## [WHAT TO DO]
Rewrite everything from the first of the rows down to and including the line containing "(1141, 650)" as a numbered list, leaving out any blank lines.
——
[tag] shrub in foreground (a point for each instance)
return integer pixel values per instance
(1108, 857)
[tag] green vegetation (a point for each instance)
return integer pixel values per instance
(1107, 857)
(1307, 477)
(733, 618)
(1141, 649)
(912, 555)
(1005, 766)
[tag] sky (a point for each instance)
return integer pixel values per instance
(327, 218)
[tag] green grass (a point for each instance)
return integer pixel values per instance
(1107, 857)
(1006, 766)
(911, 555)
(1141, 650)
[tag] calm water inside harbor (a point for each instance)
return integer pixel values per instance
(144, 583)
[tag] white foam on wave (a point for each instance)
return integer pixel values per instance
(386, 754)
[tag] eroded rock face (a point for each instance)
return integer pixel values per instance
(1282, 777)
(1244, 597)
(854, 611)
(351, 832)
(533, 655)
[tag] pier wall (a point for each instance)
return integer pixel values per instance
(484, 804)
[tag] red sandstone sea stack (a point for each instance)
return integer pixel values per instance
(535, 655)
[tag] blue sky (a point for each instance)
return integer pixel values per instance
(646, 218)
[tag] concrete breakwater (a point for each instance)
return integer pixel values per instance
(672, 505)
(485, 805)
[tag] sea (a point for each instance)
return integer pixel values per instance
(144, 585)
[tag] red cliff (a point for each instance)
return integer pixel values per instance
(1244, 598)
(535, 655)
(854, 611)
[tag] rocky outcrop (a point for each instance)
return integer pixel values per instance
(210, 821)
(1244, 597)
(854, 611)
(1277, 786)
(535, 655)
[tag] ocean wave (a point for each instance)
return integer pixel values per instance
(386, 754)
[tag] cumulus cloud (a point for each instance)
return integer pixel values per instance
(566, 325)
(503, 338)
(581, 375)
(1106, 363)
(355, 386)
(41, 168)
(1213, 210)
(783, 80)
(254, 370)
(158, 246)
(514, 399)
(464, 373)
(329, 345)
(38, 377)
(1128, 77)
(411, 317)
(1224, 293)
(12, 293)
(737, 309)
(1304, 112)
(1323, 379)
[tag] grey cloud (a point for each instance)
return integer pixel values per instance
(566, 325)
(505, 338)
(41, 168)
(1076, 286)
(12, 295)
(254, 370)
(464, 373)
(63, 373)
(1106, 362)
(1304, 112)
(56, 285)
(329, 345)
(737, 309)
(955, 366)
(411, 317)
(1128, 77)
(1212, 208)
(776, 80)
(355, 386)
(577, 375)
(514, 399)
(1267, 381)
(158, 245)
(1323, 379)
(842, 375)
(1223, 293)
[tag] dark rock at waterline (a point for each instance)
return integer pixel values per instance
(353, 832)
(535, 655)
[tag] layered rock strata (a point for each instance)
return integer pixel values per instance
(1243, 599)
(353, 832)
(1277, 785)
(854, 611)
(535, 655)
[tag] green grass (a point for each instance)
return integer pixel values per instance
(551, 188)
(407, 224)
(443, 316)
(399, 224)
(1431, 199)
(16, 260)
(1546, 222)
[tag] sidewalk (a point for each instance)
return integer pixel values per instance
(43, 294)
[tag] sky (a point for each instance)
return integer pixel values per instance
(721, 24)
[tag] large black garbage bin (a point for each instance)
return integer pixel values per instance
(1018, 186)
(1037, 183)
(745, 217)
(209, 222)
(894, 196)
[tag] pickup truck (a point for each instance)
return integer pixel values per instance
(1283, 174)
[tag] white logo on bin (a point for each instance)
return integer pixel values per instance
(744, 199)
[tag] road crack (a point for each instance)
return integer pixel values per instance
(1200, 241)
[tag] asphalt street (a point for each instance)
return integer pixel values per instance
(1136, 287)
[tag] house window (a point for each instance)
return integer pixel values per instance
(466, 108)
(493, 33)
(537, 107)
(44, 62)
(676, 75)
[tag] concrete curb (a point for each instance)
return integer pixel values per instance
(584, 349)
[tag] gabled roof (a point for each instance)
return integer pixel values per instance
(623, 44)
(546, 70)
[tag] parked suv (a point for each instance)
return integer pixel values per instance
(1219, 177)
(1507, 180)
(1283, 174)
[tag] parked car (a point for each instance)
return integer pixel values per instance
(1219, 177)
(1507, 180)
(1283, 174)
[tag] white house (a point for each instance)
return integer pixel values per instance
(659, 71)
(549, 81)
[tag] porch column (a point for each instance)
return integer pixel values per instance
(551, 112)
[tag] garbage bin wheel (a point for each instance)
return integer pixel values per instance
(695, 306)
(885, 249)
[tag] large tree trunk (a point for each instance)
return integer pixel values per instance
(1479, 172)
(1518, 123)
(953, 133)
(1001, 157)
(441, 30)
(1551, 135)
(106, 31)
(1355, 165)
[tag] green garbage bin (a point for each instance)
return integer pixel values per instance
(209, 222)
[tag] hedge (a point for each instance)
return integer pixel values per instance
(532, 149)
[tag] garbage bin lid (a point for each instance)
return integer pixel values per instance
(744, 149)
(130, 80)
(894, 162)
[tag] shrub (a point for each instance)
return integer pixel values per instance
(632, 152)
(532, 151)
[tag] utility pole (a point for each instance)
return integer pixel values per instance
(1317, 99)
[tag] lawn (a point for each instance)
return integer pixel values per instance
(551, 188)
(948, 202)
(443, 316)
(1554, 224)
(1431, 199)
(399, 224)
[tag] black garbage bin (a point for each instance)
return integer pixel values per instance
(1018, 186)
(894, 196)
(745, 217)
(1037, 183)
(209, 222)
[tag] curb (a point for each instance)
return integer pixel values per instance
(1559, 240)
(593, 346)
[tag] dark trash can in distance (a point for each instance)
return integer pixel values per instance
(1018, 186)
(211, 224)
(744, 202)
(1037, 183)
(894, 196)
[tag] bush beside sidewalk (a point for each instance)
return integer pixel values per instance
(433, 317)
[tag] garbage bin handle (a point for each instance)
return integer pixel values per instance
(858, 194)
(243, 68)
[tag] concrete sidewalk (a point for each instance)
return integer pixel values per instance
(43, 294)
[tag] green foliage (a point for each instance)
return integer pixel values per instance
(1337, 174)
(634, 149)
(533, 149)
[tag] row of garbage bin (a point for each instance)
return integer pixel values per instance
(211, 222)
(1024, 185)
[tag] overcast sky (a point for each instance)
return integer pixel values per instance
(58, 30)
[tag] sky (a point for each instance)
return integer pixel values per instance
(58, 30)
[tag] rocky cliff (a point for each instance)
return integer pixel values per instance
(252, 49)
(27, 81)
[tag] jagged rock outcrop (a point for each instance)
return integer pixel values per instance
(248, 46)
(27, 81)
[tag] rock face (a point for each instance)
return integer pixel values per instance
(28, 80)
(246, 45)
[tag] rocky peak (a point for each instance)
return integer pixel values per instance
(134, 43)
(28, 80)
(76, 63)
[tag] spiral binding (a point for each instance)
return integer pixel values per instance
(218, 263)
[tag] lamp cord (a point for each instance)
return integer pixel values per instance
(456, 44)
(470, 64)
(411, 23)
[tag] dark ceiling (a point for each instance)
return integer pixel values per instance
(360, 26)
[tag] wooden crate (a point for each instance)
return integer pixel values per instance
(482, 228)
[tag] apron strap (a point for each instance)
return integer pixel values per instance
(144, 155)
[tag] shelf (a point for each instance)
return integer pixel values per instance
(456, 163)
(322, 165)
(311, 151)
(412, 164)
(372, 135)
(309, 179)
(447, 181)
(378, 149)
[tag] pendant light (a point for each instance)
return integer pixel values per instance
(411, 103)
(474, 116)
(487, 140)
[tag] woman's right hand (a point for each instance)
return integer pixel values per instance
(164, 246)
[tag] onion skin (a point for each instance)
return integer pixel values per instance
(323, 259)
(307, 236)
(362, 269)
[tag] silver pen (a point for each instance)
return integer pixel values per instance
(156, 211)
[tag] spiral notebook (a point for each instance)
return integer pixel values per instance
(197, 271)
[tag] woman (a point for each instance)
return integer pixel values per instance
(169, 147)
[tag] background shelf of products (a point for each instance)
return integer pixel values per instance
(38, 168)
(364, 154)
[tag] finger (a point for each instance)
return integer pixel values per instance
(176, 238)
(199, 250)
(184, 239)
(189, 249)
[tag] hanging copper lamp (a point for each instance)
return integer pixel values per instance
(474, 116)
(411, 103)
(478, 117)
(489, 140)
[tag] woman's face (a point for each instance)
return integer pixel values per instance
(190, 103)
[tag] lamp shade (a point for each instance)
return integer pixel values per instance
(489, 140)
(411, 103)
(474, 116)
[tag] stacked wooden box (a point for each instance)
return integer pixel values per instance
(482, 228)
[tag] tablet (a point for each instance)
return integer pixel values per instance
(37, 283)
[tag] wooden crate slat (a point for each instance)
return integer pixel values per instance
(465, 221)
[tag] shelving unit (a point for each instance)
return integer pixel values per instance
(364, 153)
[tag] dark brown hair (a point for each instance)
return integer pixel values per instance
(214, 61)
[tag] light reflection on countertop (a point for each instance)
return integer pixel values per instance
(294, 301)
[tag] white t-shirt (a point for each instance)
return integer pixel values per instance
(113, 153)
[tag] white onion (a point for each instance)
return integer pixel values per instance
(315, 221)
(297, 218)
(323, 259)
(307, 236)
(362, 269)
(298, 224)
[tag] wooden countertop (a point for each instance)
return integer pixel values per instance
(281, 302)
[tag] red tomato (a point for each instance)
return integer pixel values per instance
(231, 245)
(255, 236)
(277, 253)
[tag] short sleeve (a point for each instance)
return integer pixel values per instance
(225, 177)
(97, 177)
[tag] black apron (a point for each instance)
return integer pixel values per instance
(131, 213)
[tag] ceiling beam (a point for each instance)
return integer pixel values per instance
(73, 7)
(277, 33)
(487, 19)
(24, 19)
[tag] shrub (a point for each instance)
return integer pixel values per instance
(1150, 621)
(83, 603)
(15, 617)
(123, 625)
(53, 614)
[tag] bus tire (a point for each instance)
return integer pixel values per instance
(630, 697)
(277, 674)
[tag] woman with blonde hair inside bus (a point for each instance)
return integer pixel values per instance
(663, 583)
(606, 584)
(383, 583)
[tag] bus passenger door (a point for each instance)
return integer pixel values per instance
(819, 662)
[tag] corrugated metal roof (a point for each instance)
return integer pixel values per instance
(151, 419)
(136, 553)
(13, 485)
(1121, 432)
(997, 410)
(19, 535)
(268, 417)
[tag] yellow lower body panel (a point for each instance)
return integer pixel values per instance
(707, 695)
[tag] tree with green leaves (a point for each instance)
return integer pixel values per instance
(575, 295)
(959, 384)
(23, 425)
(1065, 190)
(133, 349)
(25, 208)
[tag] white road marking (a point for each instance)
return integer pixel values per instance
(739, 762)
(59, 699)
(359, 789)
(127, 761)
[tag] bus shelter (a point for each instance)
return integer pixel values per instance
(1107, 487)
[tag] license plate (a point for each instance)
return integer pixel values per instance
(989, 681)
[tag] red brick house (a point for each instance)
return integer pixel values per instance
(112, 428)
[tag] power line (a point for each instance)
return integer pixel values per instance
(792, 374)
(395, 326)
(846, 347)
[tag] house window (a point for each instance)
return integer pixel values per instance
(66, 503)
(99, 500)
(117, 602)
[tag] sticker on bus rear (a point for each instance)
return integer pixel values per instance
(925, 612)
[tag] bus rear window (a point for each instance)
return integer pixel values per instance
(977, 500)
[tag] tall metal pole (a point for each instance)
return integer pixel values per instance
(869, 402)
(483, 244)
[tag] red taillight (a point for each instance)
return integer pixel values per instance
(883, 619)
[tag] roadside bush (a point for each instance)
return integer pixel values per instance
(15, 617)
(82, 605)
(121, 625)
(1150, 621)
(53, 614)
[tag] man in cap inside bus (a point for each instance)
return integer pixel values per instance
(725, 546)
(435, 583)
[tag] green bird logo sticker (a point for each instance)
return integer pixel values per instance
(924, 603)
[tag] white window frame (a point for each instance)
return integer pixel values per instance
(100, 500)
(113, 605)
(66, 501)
——
## [PROBLEM SOLUTION]
1. [tag] shrub in foreground (a point for each instance)
2. return integer pixel values per instance
3. (1108, 857)
4. [tag] green vegetation (a point for each instance)
5. return integer pixel values per instance
6. (1107, 857)
7. (1307, 477)
8. (733, 618)
9. (1141, 649)
10. (912, 555)
11. (1005, 766)
12. [tag] sky (a point for each instance)
13. return integer pixel values per instance
14. (327, 218)
15. [tag] green grass (a point for each instance)
16. return integer pixel values per instance
17. (1107, 857)
18. (1006, 766)
19. (911, 555)
20. (1141, 650)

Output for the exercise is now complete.